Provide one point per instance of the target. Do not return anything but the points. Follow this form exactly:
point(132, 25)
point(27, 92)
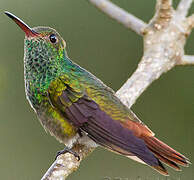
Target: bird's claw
point(67, 150)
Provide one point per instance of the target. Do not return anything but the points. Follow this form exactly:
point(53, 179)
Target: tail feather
point(165, 153)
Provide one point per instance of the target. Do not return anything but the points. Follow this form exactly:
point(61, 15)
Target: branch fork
point(164, 40)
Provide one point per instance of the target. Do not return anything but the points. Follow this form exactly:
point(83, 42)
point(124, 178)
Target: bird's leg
point(67, 150)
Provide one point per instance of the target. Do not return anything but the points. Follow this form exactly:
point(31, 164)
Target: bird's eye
point(53, 38)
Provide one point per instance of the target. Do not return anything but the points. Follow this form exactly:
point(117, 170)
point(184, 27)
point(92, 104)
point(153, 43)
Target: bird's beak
point(28, 31)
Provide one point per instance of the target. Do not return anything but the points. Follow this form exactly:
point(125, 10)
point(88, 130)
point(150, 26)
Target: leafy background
point(112, 53)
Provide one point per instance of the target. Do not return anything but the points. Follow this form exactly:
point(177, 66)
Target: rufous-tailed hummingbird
point(76, 107)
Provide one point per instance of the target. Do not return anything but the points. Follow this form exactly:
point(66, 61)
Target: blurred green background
point(112, 53)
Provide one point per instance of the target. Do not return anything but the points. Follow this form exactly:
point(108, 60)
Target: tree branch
point(120, 15)
point(164, 40)
point(187, 60)
point(183, 7)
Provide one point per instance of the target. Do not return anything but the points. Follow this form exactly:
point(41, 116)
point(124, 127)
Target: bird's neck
point(41, 69)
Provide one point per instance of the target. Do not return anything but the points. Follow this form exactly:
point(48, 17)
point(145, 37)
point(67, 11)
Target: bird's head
point(44, 51)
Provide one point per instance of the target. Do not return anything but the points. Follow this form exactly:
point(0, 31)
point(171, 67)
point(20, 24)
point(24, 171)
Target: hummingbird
point(78, 108)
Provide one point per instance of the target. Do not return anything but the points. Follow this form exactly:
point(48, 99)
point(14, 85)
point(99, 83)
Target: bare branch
point(183, 8)
point(164, 40)
point(163, 15)
point(187, 60)
point(66, 164)
point(120, 15)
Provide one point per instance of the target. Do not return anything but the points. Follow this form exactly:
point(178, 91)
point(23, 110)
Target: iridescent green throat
point(43, 63)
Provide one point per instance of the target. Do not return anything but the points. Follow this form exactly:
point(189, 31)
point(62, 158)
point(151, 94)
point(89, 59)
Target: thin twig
point(183, 7)
point(120, 15)
point(164, 40)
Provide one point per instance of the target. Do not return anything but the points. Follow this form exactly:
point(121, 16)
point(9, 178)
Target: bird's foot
+ + + + + + +
- TASK INSTRUCTIONS: Without including the pictures, reproduce all entries exactly.

- WRITTEN SOLUTION:
Provide one point per instance of the target. Do not return anything but the points. Follow this form exactly:
point(132, 25)
point(27, 92)
Target: bird's claw
point(67, 150)
Provide one point per instance of the target. Do not return anything but the points. Follow this form exactly:
point(53, 179)
Target: tail feather
point(165, 153)
Provide one point per instance of the target. Do not return anything but the points. Follow this form exactly:
point(61, 15)
Target: branch fork
point(164, 40)
Provide one point per instance of the target. Do not return anything but the points. Follow this form exactly:
point(83, 42)
point(124, 178)
Target: bird's leg
point(67, 150)
Provide one point per instance of the target. Do not return anything but the points. Follow this form exactly:
point(31, 164)
Target: bird's eye
point(53, 38)
Provide one point per instance of the target. Do not return anything but the points. Follow this form exactly:
point(117, 170)
point(184, 27)
point(92, 104)
point(153, 43)
Target: bird's beak
point(28, 31)
Provide one point per instance of the target. Do not return anything but the points. Follow this form exactly:
point(125, 10)
point(88, 130)
point(150, 26)
Target: leafy background
point(112, 53)
Provide one point per instance of the target. Do not return anything but the points. Follow this form exactly:
point(177, 66)
Target: rufous-tailed hummingbird
point(76, 107)
Provide one point per instance of the target. Do not return anything but the points. Follow this form exactly:
point(66, 61)
Target: blurred green background
point(112, 53)
Provide one point per instance of the target. Do not return anything but the points. Follow this form exactly:
point(108, 60)
Target: tree branch
point(120, 15)
point(164, 40)
point(187, 60)
point(183, 7)
Provide one point per instance of the target. Do not return anything but the points. Follow this form exactly:
point(41, 116)
point(124, 127)
Target: bird's neck
point(41, 69)
Provide one point per instance of the target. Do not return anything but the points. Follow this form exactly:
point(48, 17)
point(145, 37)
point(67, 11)
Target: bird's head
point(44, 51)
Provide one point per instance of the target. Do not return anything but the points. Follow this form exactly:
point(0, 31)
point(171, 67)
point(20, 24)
point(24, 171)
Target: hummingbird
point(78, 108)
Provide one point per instance of the target. Do not return anything but the points. Follow this form exactly:
point(48, 99)
point(14, 85)
point(99, 83)
Target: bare branch
point(183, 8)
point(164, 40)
point(163, 15)
point(187, 60)
point(66, 164)
point(120, 15)
Provide one point per instance of the target. Do not return anything but the points. Follow this form exactly:
point(178, 91)
point(23, 110)
Target: iridescent green throat
point(43, 63)
Provide one point per instance of the target. Do not return anything but the points. Follow this form exactly:
point(189, 31)
point(62, 158)
point(151, 94)
point(89, 59)
Target: thin twig
point(183, 7)
point(120, 15)
point(164, 40)
Provide one point per instance of the target. Do not return anything but the points. Follow this form exactly:
point(121, 16)
point(9, 178)
Target: bird's foot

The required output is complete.